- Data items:
=====

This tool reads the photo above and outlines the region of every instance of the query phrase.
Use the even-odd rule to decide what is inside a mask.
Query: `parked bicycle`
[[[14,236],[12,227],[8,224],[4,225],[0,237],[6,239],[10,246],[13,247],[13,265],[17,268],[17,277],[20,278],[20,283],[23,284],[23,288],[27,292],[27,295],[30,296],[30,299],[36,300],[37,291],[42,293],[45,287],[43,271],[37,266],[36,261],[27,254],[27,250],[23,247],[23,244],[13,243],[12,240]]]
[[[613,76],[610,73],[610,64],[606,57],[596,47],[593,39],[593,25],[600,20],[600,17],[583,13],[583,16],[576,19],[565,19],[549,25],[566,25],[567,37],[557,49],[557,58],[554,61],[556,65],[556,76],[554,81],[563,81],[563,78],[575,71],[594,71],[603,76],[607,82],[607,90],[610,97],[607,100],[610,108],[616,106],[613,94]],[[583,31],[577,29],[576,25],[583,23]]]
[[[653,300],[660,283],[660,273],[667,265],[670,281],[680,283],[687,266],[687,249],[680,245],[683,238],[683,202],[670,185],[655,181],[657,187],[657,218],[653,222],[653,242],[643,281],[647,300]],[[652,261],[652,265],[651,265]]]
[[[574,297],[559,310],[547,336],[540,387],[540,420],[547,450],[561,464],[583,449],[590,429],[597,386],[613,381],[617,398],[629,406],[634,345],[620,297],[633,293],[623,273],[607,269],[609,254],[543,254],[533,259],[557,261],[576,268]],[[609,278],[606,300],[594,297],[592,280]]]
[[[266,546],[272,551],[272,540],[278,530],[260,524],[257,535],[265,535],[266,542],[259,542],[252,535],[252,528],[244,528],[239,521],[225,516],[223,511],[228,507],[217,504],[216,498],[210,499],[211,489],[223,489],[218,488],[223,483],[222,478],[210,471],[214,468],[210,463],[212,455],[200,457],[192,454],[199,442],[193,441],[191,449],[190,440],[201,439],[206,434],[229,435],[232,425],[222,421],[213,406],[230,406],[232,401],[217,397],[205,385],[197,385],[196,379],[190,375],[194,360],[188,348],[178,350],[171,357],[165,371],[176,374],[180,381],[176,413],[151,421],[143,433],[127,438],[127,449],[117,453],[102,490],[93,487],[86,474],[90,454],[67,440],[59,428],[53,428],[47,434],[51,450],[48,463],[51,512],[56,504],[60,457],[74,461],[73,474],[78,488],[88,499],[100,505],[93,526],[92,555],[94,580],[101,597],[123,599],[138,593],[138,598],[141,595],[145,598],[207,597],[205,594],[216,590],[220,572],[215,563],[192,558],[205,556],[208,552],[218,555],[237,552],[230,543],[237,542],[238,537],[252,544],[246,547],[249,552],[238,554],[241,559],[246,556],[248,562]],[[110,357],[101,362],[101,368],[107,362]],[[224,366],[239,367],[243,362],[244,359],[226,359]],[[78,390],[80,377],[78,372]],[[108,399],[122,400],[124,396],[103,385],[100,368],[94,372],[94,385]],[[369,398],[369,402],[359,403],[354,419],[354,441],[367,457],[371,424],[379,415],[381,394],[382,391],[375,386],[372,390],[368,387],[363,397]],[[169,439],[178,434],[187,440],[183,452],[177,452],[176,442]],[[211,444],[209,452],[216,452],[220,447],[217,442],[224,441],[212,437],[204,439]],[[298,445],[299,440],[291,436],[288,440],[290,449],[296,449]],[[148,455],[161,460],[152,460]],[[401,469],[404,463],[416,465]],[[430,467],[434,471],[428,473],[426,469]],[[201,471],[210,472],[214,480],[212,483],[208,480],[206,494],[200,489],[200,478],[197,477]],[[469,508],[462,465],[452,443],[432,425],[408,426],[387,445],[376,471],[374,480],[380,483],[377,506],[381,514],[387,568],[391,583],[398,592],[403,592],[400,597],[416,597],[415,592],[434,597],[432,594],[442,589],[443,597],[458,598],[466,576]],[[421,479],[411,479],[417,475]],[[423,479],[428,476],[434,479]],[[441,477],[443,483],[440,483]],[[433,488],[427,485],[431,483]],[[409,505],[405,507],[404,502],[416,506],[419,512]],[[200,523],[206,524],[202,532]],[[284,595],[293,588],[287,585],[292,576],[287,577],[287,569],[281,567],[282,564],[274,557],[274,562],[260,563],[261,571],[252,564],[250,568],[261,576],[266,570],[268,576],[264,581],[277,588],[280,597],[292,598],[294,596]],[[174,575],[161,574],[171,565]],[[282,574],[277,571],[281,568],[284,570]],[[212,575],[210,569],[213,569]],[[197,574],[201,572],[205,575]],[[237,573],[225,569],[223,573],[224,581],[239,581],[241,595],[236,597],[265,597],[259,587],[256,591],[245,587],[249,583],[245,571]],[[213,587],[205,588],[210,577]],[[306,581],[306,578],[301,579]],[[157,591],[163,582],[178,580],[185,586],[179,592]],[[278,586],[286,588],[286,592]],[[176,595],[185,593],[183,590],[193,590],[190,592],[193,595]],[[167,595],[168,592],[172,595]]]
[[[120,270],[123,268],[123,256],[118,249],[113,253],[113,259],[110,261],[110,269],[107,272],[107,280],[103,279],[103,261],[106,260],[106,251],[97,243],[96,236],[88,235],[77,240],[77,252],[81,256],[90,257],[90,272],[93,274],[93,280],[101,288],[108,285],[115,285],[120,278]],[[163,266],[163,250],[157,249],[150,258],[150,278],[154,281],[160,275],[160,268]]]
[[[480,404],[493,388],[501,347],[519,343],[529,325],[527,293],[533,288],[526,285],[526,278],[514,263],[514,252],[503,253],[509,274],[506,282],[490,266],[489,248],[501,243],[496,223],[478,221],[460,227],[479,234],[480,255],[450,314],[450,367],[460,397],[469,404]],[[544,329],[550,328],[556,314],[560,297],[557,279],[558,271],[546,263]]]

=====

- Your objective: From the very first line of the data through the line with "Use the even-odd" in it, please reproduce each line exactly and output nothing more.

- Reply to the exercise:
This tool reads the photo above and outlines the region of every instance of the query phrase.
Use the even-odd rule to decide what is inside a mask.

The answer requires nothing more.